● **REQUIREMENT**
Reproduce the passage on Montana child deaths word for word, from "In 2009, there" to "both are preventable.".

● **DOCUMENT PASSAGE**
#####
When the Annie E. Casey Foundation released its 2012 data report last week, it provided a mixed bag of statistics that suggest both progress and problems in terms of how Montana’s child well-being measures up. With a ranking of 28th across four domains – economic well-being, education, health, and family and community – Montana is performing better than average in three of them, but is ranked dead last in the area of child health.
One of the indicators within the child health domain is the state’s child death rate. Regardless of political persuasion, letting Montana’s children – OUR children – die at a rate that is higher than almost anywhere else in the country is inexcusable.
In 2009, there were 99 deaths among Montana children ages 1 through 19, which yielded a child death rate of 42 deaths per 100,000 children and put us in fifth place from the bottom compared to other states. Massachusetts had the country’s lowest child death rate in 2009 with 17 child deaths per 100,000 children, less than half the Montana rate.
People die from a multitude of different causes but when examining causes of death for the 1-19 age group, two stand out. In 2009, 34 children died as a result of motor vehicle accidents and 14 committed suicide. No other cause comes close in frequency and neither cause has improved over the past decade. However, both are preventable.
Other sources indicate that the number of motor vehicle accidents caused by young drivers has gone down dramatically in the past decade, and that fewer teens consider committing suicide. The same sources also show that the percent of teens who actually attempt suicide (but survive) remains unchanged, as does the number of teens that actually succeed in taking their own life.
In the realm of traffic deaths, the vast majority of children die as occupants in vehicles involved in accidents, and primarily at age 15 or later. Since teens have become safer drivers in the past 10 years, this would suggest that teens die as passengers in cars driven by older drivers, and most likely as a result of a lack of safety practices, i.e. lack of seat-belt use on the part of teens and driving recklessly or under the influence on the part of the older drivers.
#####
● **EXCERPTED DATA**
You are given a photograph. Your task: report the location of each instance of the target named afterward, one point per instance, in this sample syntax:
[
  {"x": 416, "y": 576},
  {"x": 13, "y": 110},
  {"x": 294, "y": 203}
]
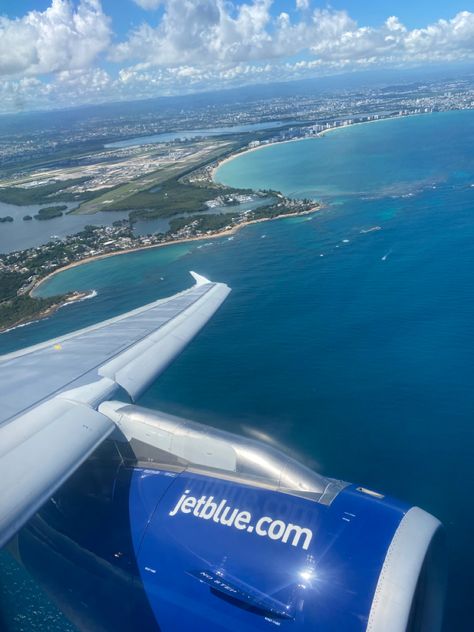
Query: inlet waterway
[{"x": 348, "y": 335}]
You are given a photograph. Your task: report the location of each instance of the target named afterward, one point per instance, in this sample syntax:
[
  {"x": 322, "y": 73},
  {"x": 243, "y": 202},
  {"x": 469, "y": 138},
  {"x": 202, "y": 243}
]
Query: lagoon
[{"x": 351, "y": 349}]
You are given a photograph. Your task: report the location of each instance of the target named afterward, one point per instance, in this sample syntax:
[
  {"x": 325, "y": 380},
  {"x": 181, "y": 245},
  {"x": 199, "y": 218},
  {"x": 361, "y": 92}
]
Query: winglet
[{"x": 200, "y": 280}]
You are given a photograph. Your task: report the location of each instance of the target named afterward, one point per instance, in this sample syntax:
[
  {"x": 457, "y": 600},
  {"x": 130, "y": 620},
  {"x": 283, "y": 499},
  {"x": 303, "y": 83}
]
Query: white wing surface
[{"x": 49, "y": 393}]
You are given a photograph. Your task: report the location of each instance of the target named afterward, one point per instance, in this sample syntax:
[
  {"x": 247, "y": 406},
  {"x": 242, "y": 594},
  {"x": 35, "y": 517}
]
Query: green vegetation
[
  {"x": 50, "y": 212},
  {"x": 202, "y": 222},
  {"x": 172, "y": 198},
  {"x": 10, "y": 283},
  {"x": 24, "y": 308},
  {"x": 40, "y": 194}
]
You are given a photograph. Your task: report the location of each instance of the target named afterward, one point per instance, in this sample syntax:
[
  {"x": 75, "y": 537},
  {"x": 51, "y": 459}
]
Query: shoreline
[
  {"x": 218, "y": 235},
  {"x": 72, "y": 297},
  {"x": 320, "y": 134}
]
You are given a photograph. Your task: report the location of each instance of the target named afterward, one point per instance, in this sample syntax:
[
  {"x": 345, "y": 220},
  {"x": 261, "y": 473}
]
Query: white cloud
[
  {"x": 200, "y": 32},
  {"x": 203, "y": 44},
  {"x": 148, "y": 5},
  {"x": 302, "y": 5},
  {"x": 61, "y": 37}
]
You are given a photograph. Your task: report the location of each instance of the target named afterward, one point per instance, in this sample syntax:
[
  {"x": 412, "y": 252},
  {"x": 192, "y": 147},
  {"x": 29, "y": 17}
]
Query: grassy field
[{"x": 137, "y": 195}]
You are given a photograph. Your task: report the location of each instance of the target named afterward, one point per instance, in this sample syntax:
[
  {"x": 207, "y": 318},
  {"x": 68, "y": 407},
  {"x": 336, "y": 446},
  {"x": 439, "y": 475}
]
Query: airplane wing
[{"x": 49, "y": 422}]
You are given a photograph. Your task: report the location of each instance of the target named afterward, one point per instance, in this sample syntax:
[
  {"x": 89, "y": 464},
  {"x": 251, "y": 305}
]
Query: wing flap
[
  {"x": 39, "y": 451},
  {"x": 49, "y": 393}
]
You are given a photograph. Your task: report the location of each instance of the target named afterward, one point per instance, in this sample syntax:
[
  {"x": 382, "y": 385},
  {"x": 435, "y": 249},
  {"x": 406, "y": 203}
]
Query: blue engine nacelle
[{"x": 230, "y": 534}]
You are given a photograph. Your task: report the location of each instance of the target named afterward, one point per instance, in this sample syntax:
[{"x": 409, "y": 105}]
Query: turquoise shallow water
[{"x": 359, "y": 361}]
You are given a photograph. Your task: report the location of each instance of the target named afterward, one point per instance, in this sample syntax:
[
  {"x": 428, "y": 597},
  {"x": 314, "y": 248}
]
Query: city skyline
[{"x": 57, "y": 53}]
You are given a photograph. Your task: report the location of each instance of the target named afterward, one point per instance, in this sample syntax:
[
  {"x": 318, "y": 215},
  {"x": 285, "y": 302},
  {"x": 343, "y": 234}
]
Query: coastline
[
  {"x": 217, "y": 234},
  {"x": 71, "y": 298},
  {"x": 320, "y": 134}
]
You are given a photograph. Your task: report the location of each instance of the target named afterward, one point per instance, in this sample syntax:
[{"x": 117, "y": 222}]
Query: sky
[{"x": 60, "y": 53}]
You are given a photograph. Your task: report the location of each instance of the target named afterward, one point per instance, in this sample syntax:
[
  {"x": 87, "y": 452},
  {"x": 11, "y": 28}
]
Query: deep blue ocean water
[{"x": 354, "y": 350}]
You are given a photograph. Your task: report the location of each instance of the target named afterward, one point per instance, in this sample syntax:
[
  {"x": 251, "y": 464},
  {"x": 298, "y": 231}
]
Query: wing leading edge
[{"x": 49, "y": 423}]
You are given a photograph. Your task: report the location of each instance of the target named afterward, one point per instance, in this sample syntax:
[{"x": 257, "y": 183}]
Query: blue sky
#####
● **TASK OUTPUT**
In 2009, there were 99 deaths among Montana children ages 1 through 19, which yielded a child death rate of 42 deaths per 100,000 children and put us in fifth place from the bottom compared to other states. Massachusetts had the country’s lowest child death rate in 2009 with 17 child deaths per 100,000 children, less than half the Montana rate.
People die from a multitude of different causes but when examining causes of death for the 1-19 age group, two stand out. In 2009, 34 children died as a result of motor vehicle accidents and 14 committed suicide. No other cause comes close in frequency and neither cause has improved over the past decade. However, both are preventable.